## Source records
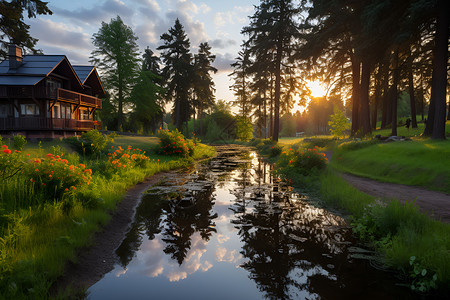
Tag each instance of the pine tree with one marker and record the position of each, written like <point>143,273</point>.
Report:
<point>116,56</point>
<point>178,72</point>
<point>274,29</point>
<point>203,83</point>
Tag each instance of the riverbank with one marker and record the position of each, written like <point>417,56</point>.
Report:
<point>40,237</point>
<point>411,243</point>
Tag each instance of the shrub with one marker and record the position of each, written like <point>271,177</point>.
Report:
<point>275,150</point>
<point>174,143</point>
<point>305,162</point>
<point>11,163</point>
<point>122,159</point>
<point>56,177</point>
<point>19,141</point>
<point>91,143</point>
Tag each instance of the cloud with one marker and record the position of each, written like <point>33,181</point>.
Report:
<point>237,16</point>
<point>93,15</point>
<point>223,255</point>
<point>223,62</point>
<point>221,44</point>
<point>61,39</point>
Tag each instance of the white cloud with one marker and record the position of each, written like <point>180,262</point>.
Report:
<point>223,62</point>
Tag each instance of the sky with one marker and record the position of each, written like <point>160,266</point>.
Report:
<point>219,22</point>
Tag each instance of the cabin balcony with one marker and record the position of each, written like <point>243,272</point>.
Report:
<point>39,123</point>
<point>39,92</point>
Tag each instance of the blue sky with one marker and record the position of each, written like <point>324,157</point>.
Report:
<point>69,30</point>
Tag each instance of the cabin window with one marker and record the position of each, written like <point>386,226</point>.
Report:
<point>4,110</point>
<point>84,114</point>
<point>52,85</point>
<point>68,112</point>
<point>29,109</point>
<point>56,112</point>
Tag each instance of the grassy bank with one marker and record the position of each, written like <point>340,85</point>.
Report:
<point>39,233</point>
<point>409,241</point>
<point>421,162</point>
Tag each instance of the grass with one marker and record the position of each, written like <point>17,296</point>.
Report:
<point>421,162</point>
<point>38,237</point>
<point>409,241</point>
<point>399,232</point>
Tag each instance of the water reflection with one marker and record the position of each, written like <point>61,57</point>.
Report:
<point>242,235</point>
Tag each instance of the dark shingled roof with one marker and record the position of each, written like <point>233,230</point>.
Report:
<point>83,72</point>
<point>37,65</point>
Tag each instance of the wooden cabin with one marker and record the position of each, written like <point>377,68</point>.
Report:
<point>44,96</point>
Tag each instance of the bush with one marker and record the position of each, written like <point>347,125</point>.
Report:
<point>19,141</point>
<point>11,163</point>
<point>122,159</point>
<point>355,145</point>
<point>275,150</point>
<point>305,162</point>
<point>56,177</point>
<point>174,143</point>
<point>91,143</point>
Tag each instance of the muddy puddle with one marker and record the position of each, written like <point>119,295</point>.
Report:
<point>226,229</point>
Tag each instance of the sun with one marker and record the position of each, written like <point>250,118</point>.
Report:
<point>317,90</point>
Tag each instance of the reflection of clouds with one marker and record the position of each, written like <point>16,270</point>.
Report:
<point>223,255</point>
<point>192,263</point>
<point>154,262</point>
<point>121,272</point>
<point>154,255</point>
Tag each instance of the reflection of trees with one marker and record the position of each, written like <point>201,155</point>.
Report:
<point>147,219</point>
<point>182,223</point>
<point>275,232</point>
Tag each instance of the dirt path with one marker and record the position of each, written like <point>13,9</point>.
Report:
<point>434,204</point>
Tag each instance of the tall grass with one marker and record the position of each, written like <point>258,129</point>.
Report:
<point>38,236</point>
<point>418,162</point>
<point>410,241</point>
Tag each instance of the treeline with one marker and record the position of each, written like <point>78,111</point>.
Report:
<point>367,52</point>
<point>140,88</point>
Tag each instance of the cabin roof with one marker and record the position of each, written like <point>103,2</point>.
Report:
<point>34,68</point>
<point>83,72</point>
<point>38,65</point>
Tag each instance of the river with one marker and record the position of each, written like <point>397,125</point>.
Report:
<point>227,229</point>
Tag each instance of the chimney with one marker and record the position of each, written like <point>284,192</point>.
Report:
<point>15,56</point>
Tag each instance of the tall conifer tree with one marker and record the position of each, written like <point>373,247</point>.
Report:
<point>178,72</point>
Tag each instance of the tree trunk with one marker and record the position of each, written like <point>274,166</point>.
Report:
<point>395,94</point>
<point>385,110</point>
<point>355,94</point>
<point>440,71</point>
<point>276,118</point>
<point>377,98</point>
<point>412,99</point>
<point>120,100</point>
<point>365,84</point>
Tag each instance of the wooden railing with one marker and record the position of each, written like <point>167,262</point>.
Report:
<point>41,92</point>
<point>37,123</point>
<point>74,97</point>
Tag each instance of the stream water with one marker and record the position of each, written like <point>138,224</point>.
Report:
<point>227,229</point>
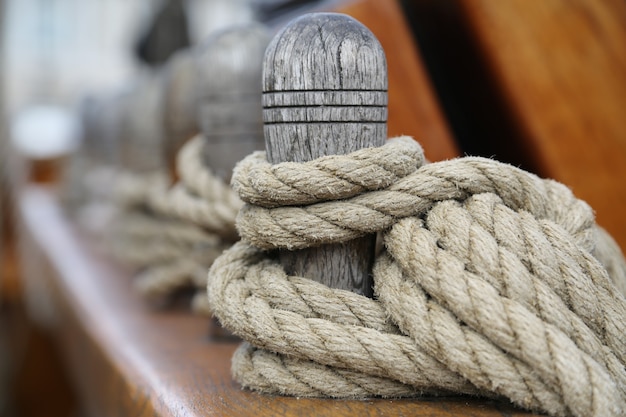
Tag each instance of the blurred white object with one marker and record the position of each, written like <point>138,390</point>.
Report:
<point>44,132</point>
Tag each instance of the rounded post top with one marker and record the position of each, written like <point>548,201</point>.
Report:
<point>325,93</point>
<point>324,51</point>
<point>228,92</point>
<point>324,89</point>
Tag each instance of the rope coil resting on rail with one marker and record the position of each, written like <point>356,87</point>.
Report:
<point>173,234</point>
<point>490,284</point>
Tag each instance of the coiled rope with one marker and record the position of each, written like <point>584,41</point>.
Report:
<point>490,284</point>
<point>172,234</point>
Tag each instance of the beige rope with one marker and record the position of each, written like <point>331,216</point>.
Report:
<point>490,284</point>
<point>171,235</point>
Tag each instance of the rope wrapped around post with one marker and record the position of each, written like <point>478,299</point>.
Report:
<point>489,284</point>
<point>185,228</point>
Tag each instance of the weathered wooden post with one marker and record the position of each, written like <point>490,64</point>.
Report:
<point>229,103</point>
<point>324,93</point>
<point>142,131</point>
<point>179,100</point>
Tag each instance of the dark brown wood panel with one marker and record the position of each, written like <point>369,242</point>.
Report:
<point>561,68</point>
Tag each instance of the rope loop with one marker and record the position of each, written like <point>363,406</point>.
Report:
<point>490,283</point>
<point>171,234</point>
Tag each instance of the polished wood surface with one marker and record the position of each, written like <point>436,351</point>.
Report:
<point>126,359</point>
<point>561,68</point>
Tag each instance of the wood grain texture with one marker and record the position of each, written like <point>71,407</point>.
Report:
<point>325,93</point>
<point>561,66</point>
<point>127,360</point>
<point>413,106</point>
<point>228,88</point>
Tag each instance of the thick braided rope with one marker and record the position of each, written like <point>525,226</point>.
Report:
<point>199,197</point>
<point>489,272</point>
<point>171,235</point>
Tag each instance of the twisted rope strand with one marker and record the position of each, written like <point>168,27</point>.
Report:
<point>340,221</point>
<point>491,284</point>
<point>328,178</point>
<point>173,234</point>
<point>334,344</point>
<point>506,323</point>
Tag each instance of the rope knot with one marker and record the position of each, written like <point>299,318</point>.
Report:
<point>489,284</point>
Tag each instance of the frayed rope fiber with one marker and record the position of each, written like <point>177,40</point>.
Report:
<point>490,283</point>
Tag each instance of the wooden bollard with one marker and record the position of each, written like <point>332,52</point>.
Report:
<point>229,95</point>
<point>325,93</point>
<point>142,131</point>
<point>179,100</point>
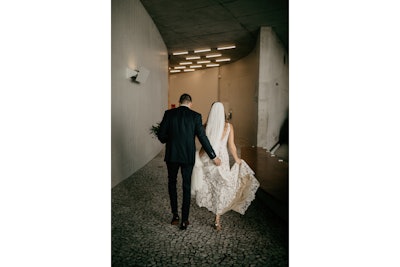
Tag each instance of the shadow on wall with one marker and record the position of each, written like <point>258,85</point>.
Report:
<point>282,150</point>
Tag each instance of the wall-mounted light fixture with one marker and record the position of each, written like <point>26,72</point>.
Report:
<point>140,75</point>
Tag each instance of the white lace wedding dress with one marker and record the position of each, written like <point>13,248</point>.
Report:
<point>221,188</point>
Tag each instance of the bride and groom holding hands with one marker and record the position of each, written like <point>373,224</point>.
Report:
<point>206,174</point>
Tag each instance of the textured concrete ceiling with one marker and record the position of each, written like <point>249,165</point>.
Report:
<point>195,24</point>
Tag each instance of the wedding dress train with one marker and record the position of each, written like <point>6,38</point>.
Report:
<point>221,188</point>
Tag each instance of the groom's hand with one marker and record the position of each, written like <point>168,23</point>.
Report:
<point>217,161</point>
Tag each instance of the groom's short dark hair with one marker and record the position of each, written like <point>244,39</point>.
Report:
<point>185,98</point>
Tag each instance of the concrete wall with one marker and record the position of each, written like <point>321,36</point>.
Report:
<point>273,88</point>
<point>135,107</point>
<point>201,85</point>
<point>238,91</point>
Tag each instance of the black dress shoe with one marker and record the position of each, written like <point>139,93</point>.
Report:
<point>184,225</point>
<point>175,219</point>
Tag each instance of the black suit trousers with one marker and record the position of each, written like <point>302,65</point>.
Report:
<point>186,171</point>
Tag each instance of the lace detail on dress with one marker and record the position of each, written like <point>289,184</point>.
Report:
<point>221,188</point>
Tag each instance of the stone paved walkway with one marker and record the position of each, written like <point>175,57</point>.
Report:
<point>143,236</point>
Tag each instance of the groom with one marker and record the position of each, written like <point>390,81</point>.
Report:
<point>178,129</point>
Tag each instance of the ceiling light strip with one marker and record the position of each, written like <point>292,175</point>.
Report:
<point>226,47</point>
<point>222,59</point>
<point>213,55</point>
<point>189,58</point>
<point>202,50</point>
<point>180,53</point>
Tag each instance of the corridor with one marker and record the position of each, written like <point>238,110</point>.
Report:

## Written problem
Reproduce the lines above word for word, from the first one through the line that contains "<point>39,92</point>", including both ends. Leave out the pictures.

## Reply to the task
Tag each instance of the pine tree with one marker and record the position of each, written like <point>143,273</point>.
Report:
<point>116,56</point>
<point>178,72</point>
<point>274,29</point>
<point>203,83</point>
Tag each instance of the riverbank with one marker and record the position of each, written like <point>417,56</point>.
Report:
<point>40,237</point>
<point>411,243</point>
Tag each instance of the shrub with one marker and record the position of each, written like <point>271,177</point>.
Report:
<point>275,150</point>
<point>174,143</point>
<point>305,162</point>
<point>11,163</point>
<point>122,159</point>
<point>56,177</point>
<point>19,141</point>
<point>91,143</point>
Tag each instance of the cloud with one marker and record the position of each, written like <point>33,181</point>.
Report:
<point>237,16</point>
<point>93,15</point>
<point>223,255</point>
<point>223,62</point>
<point>221,44</point>
<point>61,39</point>
Tag each instance of the white cloud with one marker and record the position of each, written like <point>180,262</point>.
Report:
<point>223,62</point>
Tag each instance of the sky with one marker and record the position of each, written like <point>160,266</point>.
Report:
<point>219,22</point>
Tag each instance of the cabin balcony with one marker and record the position of each, written like <point>243,272</point>.
Report:
<point>39,123</point>
<point>39,92</point>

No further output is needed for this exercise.